[GIVEN RECORDS — start]
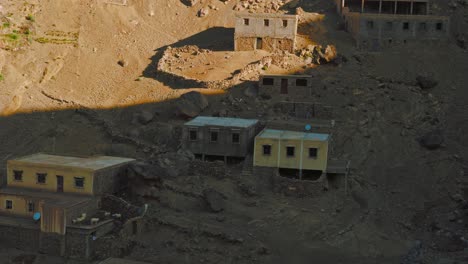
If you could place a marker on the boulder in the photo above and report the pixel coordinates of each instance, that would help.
(192, 103)
(426, 82)
(214, 200)
(145, 117)
(432, 140)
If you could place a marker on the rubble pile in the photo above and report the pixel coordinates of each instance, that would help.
(316, 54)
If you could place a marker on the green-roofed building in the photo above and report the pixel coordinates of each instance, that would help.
(294, 150)
(219, 136)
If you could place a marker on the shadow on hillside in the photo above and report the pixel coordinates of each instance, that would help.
(215, 39)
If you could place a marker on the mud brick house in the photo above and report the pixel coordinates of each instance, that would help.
(291, 86)
(292, 152)
(219, 136)
(64, 192)
(270, 32)
(380, 23)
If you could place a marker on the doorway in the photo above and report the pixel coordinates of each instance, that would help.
(59, 183)
(284, 86)
(259, 43)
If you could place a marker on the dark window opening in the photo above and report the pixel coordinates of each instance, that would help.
(313, 153)
(422, 26)
(290, 151)
(266, 150)
(41, 177)
(214, 136)
(18, 175)
(301, 82)
(406, 25)
(389, 26)
(268, 81)
(30, 206)
(79, 182)
(193, 135)
(235, 138)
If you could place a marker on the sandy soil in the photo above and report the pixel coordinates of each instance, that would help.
(69, 59)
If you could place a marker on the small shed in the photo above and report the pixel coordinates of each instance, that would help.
(294, 150)
(219, 136)
(296, 86)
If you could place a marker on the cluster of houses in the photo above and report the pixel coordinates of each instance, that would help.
(48, 201)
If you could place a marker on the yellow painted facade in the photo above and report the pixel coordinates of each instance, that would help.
(279, 141)
(29, 178)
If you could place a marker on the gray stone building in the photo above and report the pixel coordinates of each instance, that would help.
(269, 32)
(219, 136)
(286, 86)
(375, 24)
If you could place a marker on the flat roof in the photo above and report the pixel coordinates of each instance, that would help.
(221, 121)
(62, 200)
(270, 15)
(93, 163)
(286, 75)
(286, 134)
(121, 261)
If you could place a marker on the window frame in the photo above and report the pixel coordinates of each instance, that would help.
(293, 151)
(78, 178)
(235, 132)
(9, 204)
(15, 173)
(316, 153)
(264, 147)
(190, 134)
(212, 131)
(39, 174)
(300, 80)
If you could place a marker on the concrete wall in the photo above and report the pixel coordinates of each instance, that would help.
(224, 145)
(273, 37)
(279, 158)
(293, 91)
(30, 178)
(268, 44)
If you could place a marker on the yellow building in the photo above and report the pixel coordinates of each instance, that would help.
(61, 189)
(294, 150)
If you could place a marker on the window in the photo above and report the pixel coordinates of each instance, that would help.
(79, 182)
(422, 26)
(41, 177)
(193, 135)
(8, 204)
(30, 206)
(313, 153)
(235, 138)
(290, 151)
(301, 82)
(214, 136)
(267, 150)
(389, 26)
(405, 25)
(268, 81)
(18, 175)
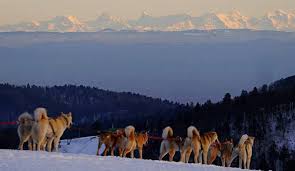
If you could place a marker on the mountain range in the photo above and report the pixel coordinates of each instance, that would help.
(277, 20)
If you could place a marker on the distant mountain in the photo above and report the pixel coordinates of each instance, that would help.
(56, 24)
(278, 20)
[GIVEN RECORDS — finish]
# EXERCISE
In the records above, locate the line containing "If you could place a marker on the flat", then copy exactly that line and every line after it through the end, omitting pictures.

# RESULT FOR THIS EXERCISE
If you could place a marker on the flat roof in the photo above and report the pixel coordinates of each instance, that would help.
(221, 121)
(62, 200)
(270, 15)
(93, 163)
(286, 75)
(286, 134)
(121, 261)
If you could place a marker on the window frame in the photo above and report the pixel coordinates of each instance, that would help.
(293, 151)
(78, 178)
(235, 132)
(9, 204)
(15, 173)
(316, 153)
(264, 147)
(190, 134)
(212, 131)
(39, 174)
(300, 80)
If you could place a marker on the concrete wall in the photo above and report the pixel coordinates of each instance, that would help.
(224, 145)
(273, 37)
(279, 158)
(293, 91)
(30, 178)
(268, 44)
If you could place a marker on the yellow building in the photo above and report the pixel coordinates of each instance, that would help.
(61, 189)
(294, 150)
If you could place a marker on the window in the photo above and report the pixel coordinates of each instance, that would help.
(79, 182)
(422, 26)
(41, 177)
(193, 135)
(8, 204)
(30, 206)
(313, 153)
(235, 138)
(290, 151)
(301, 82)
(214, 136)
(267, 150)
(389, 26)
(405, 25)
(268, 81)
(18, 175)
If you could place a marker on the mountain range in the photo above and report the pixel coordinates of each instance, that would help.
(277, 20)
If you could place a marker on the distant mountain in the photo above and report the pixel coordinates of each instance, that would help.
(56, 24)
(278, 20)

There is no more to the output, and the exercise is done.